The 8 Letters Tour was the fourth headlining concert tour by American boy band Why Don't We, in support of their first studio album, 8 Letters (2018). The tour began in Phoenix, Arizona at the Comerica Theatre on March 20, 2019, and concluded in Auckland, New Zealand at Spark Arena on November 29, 2019.

Background and development 
Following the release of 8 Letters, Why Don't We announced they would embark on their fourth headlining concert tour, following the Taking You Tour, (2017), the Something Different Tour (2017),  and the "Invitation Tour" (2018). Dates were first announced for North America in September 2018, with the tour beginning in March and ending in April. In February 2019, the band announced more North American dates, beginning in July and ending in August. In June, dates in Australia and New Zealand were added. Dates for Asia were announced in July.

------------------------------

* **SET TASKS**
1. From the text on the 8 Letters Tour, list every earlier headlining tour by Why Don't We that it names, with the year given for each.
2. Resume the article on the 8 Letters Tour from the point where it stops.
The material that follows has nothing to do with this.

* **DATA SECTION**
------------------------------

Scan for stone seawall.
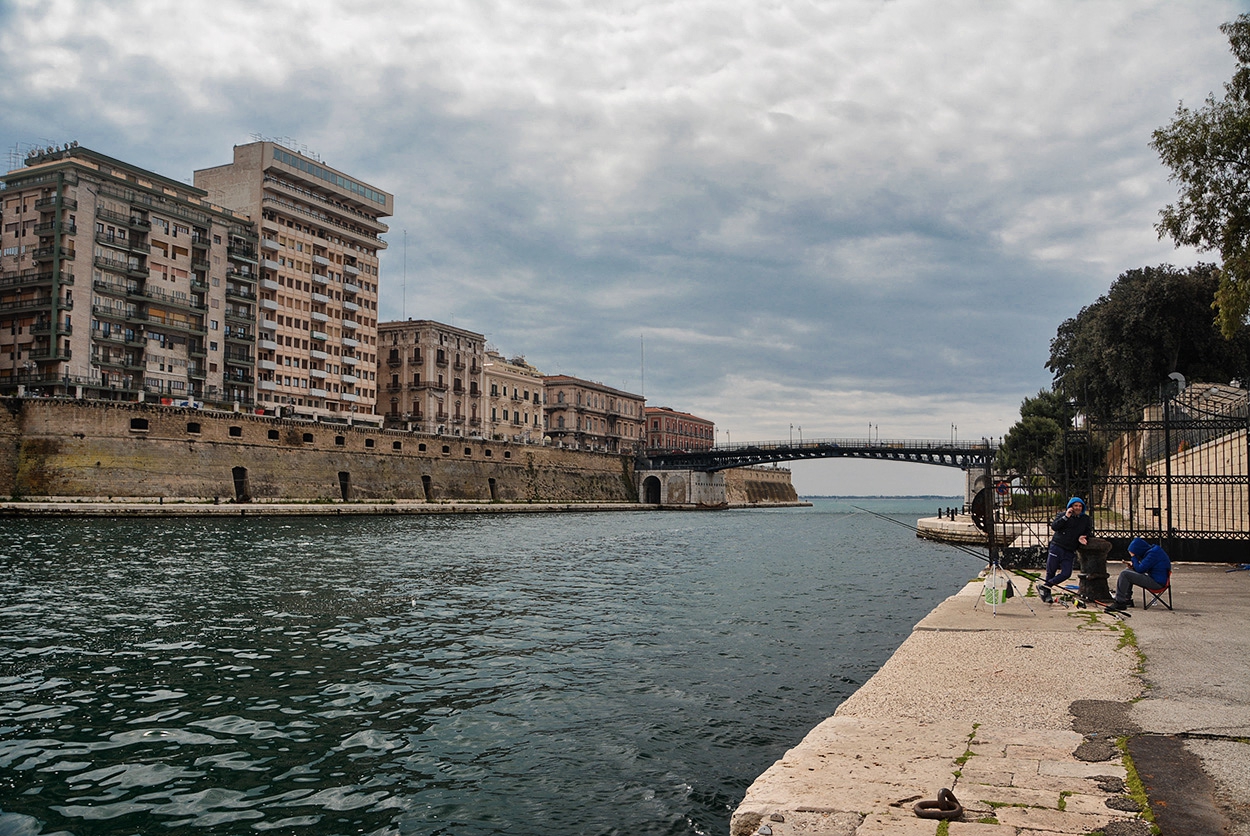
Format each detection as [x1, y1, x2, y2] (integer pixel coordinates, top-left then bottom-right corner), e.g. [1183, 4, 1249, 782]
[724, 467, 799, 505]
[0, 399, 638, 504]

------------------------------

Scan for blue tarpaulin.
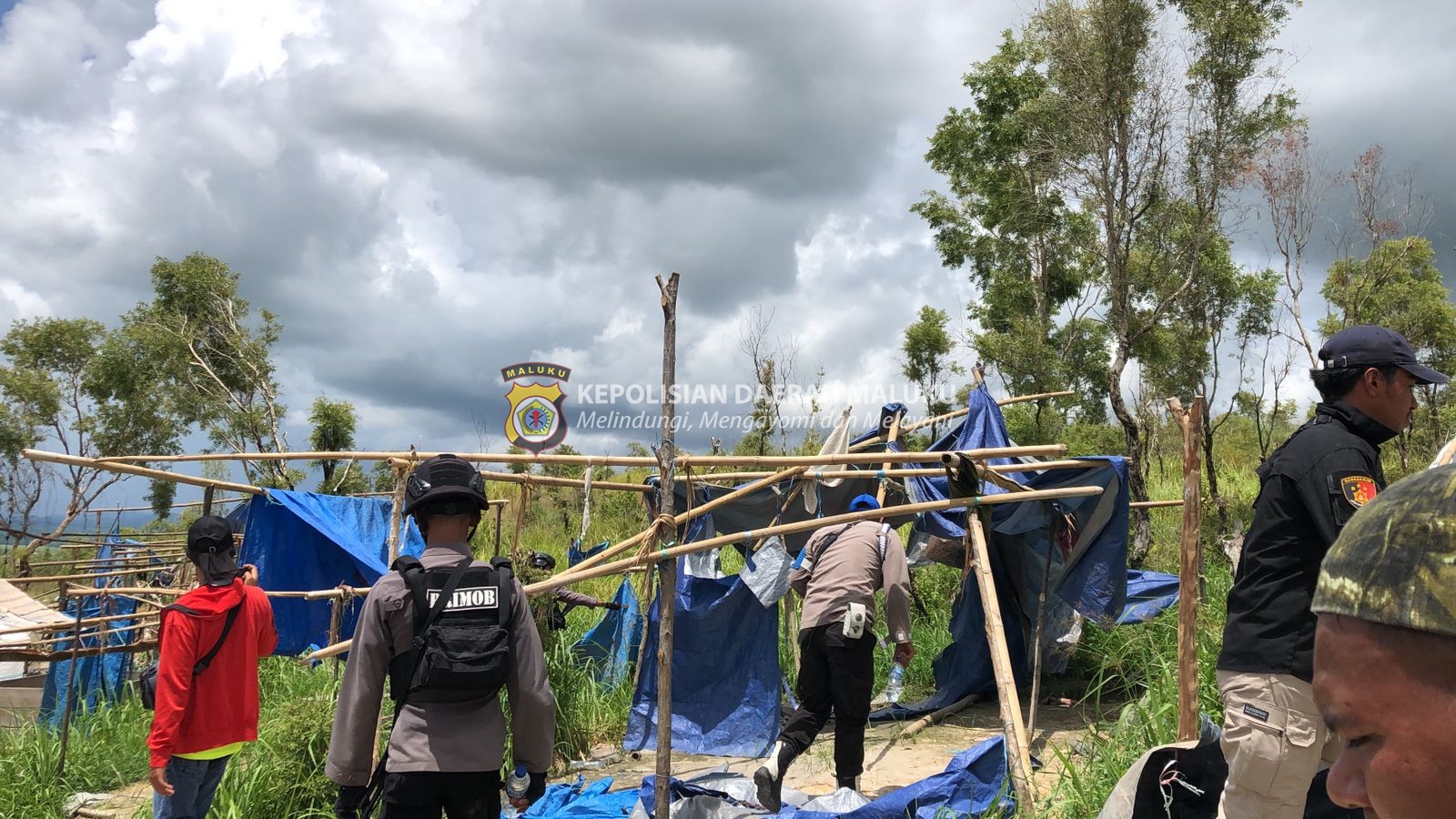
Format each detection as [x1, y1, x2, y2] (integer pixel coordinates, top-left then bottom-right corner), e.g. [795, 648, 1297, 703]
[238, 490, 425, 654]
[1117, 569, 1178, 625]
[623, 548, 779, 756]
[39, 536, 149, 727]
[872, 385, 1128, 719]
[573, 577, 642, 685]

------------------------------

* **THE RESPONSES**
1.
Taking You Tour (2017)
Something Different Tour (2017)
Invitation Tour (2018)

2.
Eben was announced as the band's opening act for all North American shows as well as the first Asian leg. In June, it was announced he would open on the Oceania leg. Brynn Elliot was an opener for all shows of the first North American leg aside from the Honolulu show. Taylor Grey was announced as an opener for some European shows.

Setlist 
This setlist is representative of the show on March 29, 2019, in Sugar Land. It does not represent all the shows from the tour.

"Trust Fund Baby"
"M.I.A"
"Choose"
"Hard"
"Friends"
"In Too Deep"
"Nobody Gotta Know"
"I Depend on You"
"Runner"
"Why Don't We Just"
"Something Different"
"Taste" / "Finesse" / "Lucid Dreams" / "Better Now"
"Taking You"
"These Girls"
"Hooked"
"Talk"
"8 Letters"
"Big Plans"
"Cold in LA"
"I Don't Belong in This Club"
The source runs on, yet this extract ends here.